### TEXTE

2. Si l'âme est "ce quelque chose", elle est nécessairement quelque chose d'individué. Car aucun des universaux n'est individué. Dès lors, elle est individuée ou par un autre ou par soi. Si par un autre, en tant que forme du corps, il lui faut être individuée par le corps, car les formes sont individuées par leur matière propre, de sorte que, une fois quitté le corps, l'individuation de l'âme disparaît, et ainsi l'âme ne pourra être ni "ce quelque chose" ni subsistante par soi. Est-elle par contre individuée par soi, elle est ou bien forme simple, ou bien un composé de matière et de forme. - Si forme simple, alors une âme individuée ne pourra différer d'une autre que par la forme ; or la différence selon la forme fait la diversité d'espèce ; en conséquence, les âmes des divers hommes seront différentes par l'espèce, à supposer l'âme forme du corps, puisque chacun détient son espèce de sa propre forme. - Mais si l'âme est composée de matière et de forme, il lui est impossible d'être toute entière forme d'un corps, car la matière n'est la forme d'aucune chose. Reste donc l'impossibilité pour l'âme d'être simultanément "ce quelque chose" et forme.

3. Si l'âme est un "ce quelque chose", elle est dès lors un individu. Or tout individu est d'une espèce et d'un genre déterminés. il reste donc que l'âme possède un genre et une espèce qui lui sont propres. Or il est impossible à ce qui possède une espèce propre de recevoir, en vue de constituer son espèce, une addition supplémentaire d'une autre chose, parce que, comme dit le Philosophe, les espèces des choses sont pareilles à des nombres : tout ce qui leur est ajouté ou retranché fait varier l'espèce. Or la matière et la forme sont unies pour constituer l'espèce. Si donc l'âme est "ce quelque chose", elle ne serait pas unie au corps comme la forme à la matière.

######

• _OBJECTIF DE L'EXERCICE_
Recopiez le passage du texte sur l'âme qui va de « 3. Si l'âme » à « à la matière. », ces deux bornes comprises. Le matériel n'a aucun rôle à jouer ici.

### MATÉRIEL FOURNI

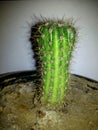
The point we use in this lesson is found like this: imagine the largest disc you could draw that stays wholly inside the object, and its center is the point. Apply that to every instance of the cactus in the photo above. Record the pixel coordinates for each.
(56, 40)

######

• _RÉSULTAT ATTENDU_
3. Si l'âme est un "ce quelque chose", elle est dès lors un individu. Or tout individu est d'une espèce et d'un genre déterminés. il reste donc que l'âme possède un genre et une espèce qui lui sont propres. Or il est impossible à ce qui possède une espèce propre de recevoir, en vue de constituer son espèce, une addition supplémentaire d'une autre chose, parce que, comme dit le Philosophe, les espèces des choses sont pareilles à des nombres : tout ce qui leur est ajouté ou retranché fait varier l'espèce. Or la matière et la forme sont unies pour constituer l'espèce. Si donc l'âme est "ce quelque chose", elle ne serait pas unie au corps comme la forme à la matière.